**Text section**
[start]

Some people actually think kube-virt is a good idea. Nothing proves them wrong more than Firecracker.

After spending an evening playing with Amazon Firecracker it’s very obvious to me this is where the industry will move en force. MicroVMs provide so many advantages over containers for so many of the things containers are misused for today that it is inevitable. There will need to be some user-land polish and applications that use Firecracker to showcase what it can do enough to get companies to adopt it over (or in addition to Kubernetes) but for provisioning hardware I have never seen anything better in all my days in IT (and that’s not hyperbole). Making a REST API call or two and everything needed for newly provisioned and initially configured virtual servers is all that is needed. Who cares how the API call is made. That’s the beauty of it. Firecracker applies the UNIX philosophy of modularity and one-thing-well-and-integrate with absolute beauty. It’s just a matter of time before everything calls into the Firecracker API for all virtual machine provisioning, period.

[end]

**Data entries**
[start]

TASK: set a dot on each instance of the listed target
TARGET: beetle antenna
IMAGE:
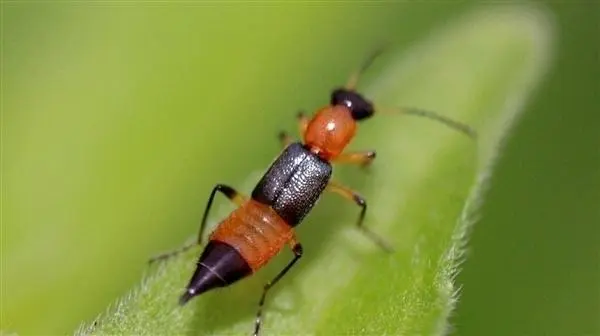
(456, 125)
(353, 80)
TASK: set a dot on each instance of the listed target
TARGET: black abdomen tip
(219, 265)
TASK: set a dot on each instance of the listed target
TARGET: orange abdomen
(256, 231)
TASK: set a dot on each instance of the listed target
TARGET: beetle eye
(359, 106)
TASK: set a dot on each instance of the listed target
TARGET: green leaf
(423, 192)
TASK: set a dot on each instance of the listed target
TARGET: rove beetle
(263, 223)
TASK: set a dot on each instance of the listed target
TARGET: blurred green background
(106, 107)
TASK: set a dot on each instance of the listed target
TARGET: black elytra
(360, 107)
(293, 183)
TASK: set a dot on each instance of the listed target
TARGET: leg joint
(359, 200)
(298, 250)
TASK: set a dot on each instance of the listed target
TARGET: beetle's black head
(358, 105)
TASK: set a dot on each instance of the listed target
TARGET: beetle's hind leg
(351, 195)
(297, 249)
(232, 194)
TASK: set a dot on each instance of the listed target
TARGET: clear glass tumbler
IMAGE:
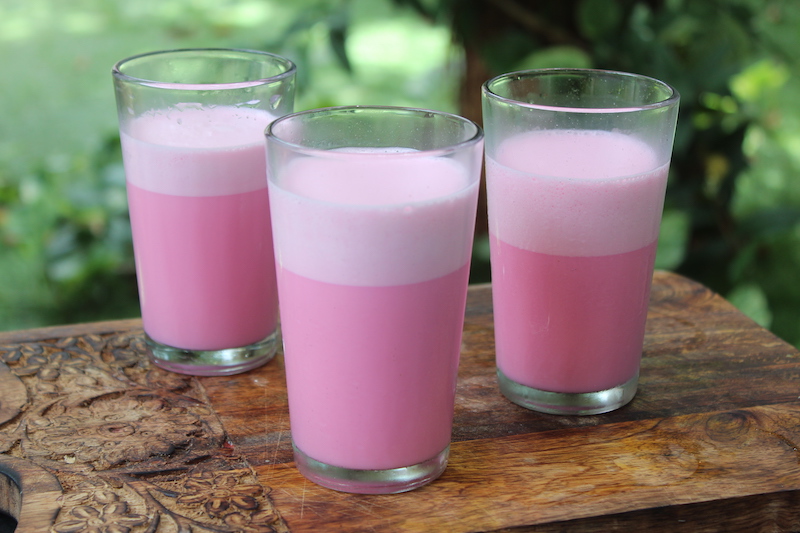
(192, 131)
(576, 173)
(373, 212)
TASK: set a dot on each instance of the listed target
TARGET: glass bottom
(568, 403)
(390, 481)
(212, 362)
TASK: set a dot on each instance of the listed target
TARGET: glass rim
(672, 98)
(118, 73)
(271, 136)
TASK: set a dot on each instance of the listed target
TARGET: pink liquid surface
(574, 219)
(581, 326)
(372, 260)
(372, 370)
(201, 227)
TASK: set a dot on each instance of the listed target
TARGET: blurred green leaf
(597, 18)
(673, 239)
(751, 300)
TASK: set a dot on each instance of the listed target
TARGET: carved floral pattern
(136, 449)
(219, 492)
(112, 432)
(112, 516)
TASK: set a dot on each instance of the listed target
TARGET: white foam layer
(373, 221)
(576, 193)
(195, 151)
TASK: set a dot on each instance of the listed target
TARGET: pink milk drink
(576, 164)
(191, 128)
(373, 213)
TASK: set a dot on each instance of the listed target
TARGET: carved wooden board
(91, 436)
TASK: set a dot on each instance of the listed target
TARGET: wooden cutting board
(90, 434)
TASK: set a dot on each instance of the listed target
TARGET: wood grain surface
(710, 442)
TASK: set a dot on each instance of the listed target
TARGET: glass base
(212, 362)
(568, 403)
(390, 481)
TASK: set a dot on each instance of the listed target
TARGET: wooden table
(91, 435)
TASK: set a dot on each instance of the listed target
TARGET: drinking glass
(373, 212)
(576, 172)
(191, 127)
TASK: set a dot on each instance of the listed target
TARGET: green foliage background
(732, 219)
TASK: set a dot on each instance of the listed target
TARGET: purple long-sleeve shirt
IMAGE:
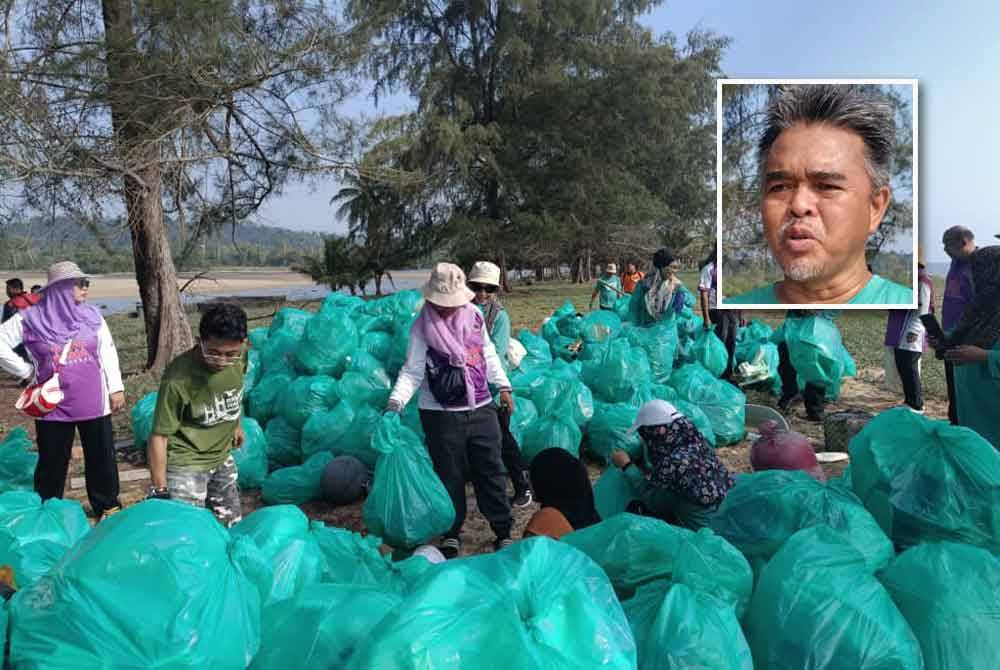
(957, 293)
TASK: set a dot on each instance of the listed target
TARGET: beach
(227, 281)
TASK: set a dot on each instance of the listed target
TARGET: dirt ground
(862, 393)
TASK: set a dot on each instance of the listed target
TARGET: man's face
(958, 247)
(817, 204)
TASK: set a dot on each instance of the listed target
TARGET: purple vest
(80, 379)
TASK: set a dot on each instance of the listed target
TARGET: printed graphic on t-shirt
(224, 407)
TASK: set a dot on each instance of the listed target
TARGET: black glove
(156, 493)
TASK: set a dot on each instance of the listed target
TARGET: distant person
(684, 481)
(18, 301)
(197, 422)
(905, 342)
(608, 287)
(631, 278)
(563, 488)
(484, 282)
(66, 335)
(959, 243)
(973, 347)
(658, 296)
(825, 158)
(451, 360)
(726, 321)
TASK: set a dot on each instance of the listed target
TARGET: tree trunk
(168, 332)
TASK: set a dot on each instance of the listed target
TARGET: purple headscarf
(451, 336)
(59, 318)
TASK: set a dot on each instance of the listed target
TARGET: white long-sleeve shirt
(12, 336)
(413, 375)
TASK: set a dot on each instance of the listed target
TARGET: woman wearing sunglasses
(484, 281)
(64, 334)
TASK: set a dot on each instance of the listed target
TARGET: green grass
(863, 333)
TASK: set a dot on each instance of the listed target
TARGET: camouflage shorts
(215, 489)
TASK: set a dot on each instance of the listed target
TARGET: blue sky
(950, 47)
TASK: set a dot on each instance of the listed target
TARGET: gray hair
(846, 106)
(958, 232)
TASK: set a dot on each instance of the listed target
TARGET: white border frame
(718, 192)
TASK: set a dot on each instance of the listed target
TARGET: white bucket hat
(484, 272)
(64, 270)
(446, 286)
(654, 413)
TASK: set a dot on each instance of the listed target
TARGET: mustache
(815, 229)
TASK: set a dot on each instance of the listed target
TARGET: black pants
(949, 377)
(466, 446)
(727, 322)
(55, 445)
(814, 395)
(909, 375)
(510, 454)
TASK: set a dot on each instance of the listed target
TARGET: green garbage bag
(698, 418)
(636, 550)
(710, 351)
(766, 508)
(407, 505)
(538, 349)
(291, 319)
(298, 484)
(524, 415)
(278, 353)
(547, 432)
(817, 351)
(600, 326)
(17, 462)
(265, 399)
(944, 485)
(329, 338)
(678, 628)
(252, 375)
(258, 338)
(606, 432)
(371, 388)
(324, 431)
(283, 443)
(291, 553)
(614, 377)
(510, 605)
(378, 344)
(613, 492)
(948, 594)
(659, 341)
(354, 560)
(84, 613)
(311, 630)
(723, 403)
(816, 605)
(251, 458)
(307, 396)
(142, 419)
(34, 535)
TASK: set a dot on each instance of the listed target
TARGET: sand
(228, 280)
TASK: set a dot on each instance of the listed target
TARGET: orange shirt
(630, 280)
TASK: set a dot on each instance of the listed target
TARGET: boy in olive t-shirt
(197, 420)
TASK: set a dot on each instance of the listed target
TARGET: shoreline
(122, 285)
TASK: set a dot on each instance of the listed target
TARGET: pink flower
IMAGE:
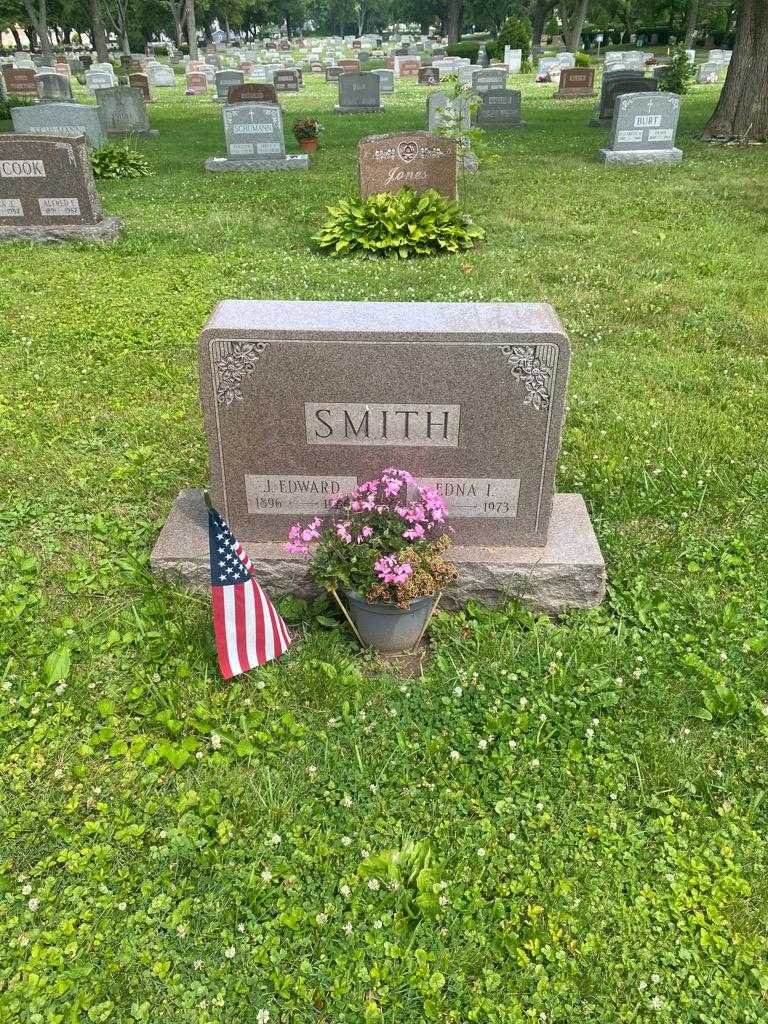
(389, 569)
(342, 529)
(415, 534)
(295, 545)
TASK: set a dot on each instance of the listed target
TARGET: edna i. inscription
(304, 399)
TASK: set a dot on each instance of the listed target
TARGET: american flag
(249, 631)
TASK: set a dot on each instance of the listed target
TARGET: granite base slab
(567, 572)
(300, 163)
(105, 230)
(641, 156)
(357, 110)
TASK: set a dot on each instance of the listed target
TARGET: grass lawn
(303, 841)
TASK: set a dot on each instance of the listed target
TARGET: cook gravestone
(644, 128)
(255, 141)
(359, 92)
(47, 192)
(60, 119)
(302, 400)
(421, 161)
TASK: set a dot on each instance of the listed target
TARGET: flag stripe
(249, 591)
(240, 626)
(230, 630)
(219, 629)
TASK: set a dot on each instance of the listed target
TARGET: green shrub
(6, 102)
(403, 224)
(117, 160)
(515, 33)
(678, 75)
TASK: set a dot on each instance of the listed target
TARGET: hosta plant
(117, 160)
(407, 223)
(385, 540)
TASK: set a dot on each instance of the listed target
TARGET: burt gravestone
(302, 400)
(47, 192)
(359, 92)
(644, 128)
(500, 109)
(60, 119)
(123, 112)
(421, 161)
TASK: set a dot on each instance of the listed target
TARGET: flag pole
(346, 615)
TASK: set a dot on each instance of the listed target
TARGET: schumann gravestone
(386, 163)
(47, 192)
(303, 399)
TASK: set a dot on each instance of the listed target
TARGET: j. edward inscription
(304, 399)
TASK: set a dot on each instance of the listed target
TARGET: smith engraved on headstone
(359, 92)
(60, 119)
(47, 193)
(387, 163)
(500, 109)
(255, 140)
(644, 128)
(301, 400)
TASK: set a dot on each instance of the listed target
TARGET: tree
(741, 112)
(192, 30)
(38, 14)
(690, 23)
(573, 16)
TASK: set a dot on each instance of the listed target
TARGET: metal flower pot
(387, 628)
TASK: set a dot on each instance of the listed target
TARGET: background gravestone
(60, 119)
(644, 129)
(47, 190)
(303, 399)
(123, 112)
(576, 83)
(421, 161)
(359, 92)
(253, 92)
(19, 81)
(224, 81)
(500, 109)
(53, 88)
(255, 140)
(613, 84)
(141, 82)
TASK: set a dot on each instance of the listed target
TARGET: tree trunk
(573, 33)
(741, 112)
(39, 18)
(192, 30)
(455, 19)
(541, 13)
(98, 32)
(690, 24)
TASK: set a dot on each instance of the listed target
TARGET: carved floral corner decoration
(535, 375)
(235, 364)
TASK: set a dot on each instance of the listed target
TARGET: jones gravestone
(387, 163)
(303, 399)
(47, 192)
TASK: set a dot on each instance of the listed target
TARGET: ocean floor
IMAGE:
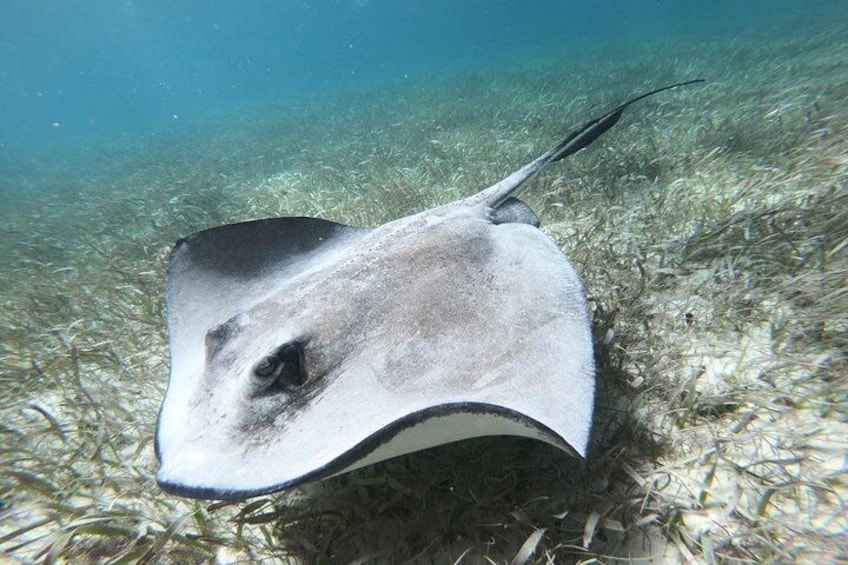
(710, 227)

[end]

**Work instructions**
1/ Answer these questions using the text on Firecracker above.
(a) According to the text, what proves wrong the people who think kube-virt is a good idea?
(b) How long did the writer spend playing with Amazon Firecracker?
(c) Which philosophy does the text say Firecracker applies?
2/ Write the next part of the text on Firecracker, picking up after its final sentence.

**Solved tasks**
1/
(a) Firecracker.
(b) An evening.
(c) The UNIX philosophy of modularity and one-thing-well-and-integrate.

2/
Firecracker project is non-language specific

One of the most encouraging parts of the Firecracker project is seeing how the project uses the right tool for the job. Rather than being Go versus Rust they use each language for its strengths. The main MicroVM engine (firecracker) is in Rust, the obvious choice. The main controller application (firectl) and API integration layer is in Go. This coordination and lack of language bigotry is a breath of fresh air in a hyperbolic, uninformed world of lesser engineers fighting over “best” languages. It makes me want to donate all my time and money to the project all by itself. I’ve actually toyed with the idea of locating a job using Firecracker someplace. But we’ll see.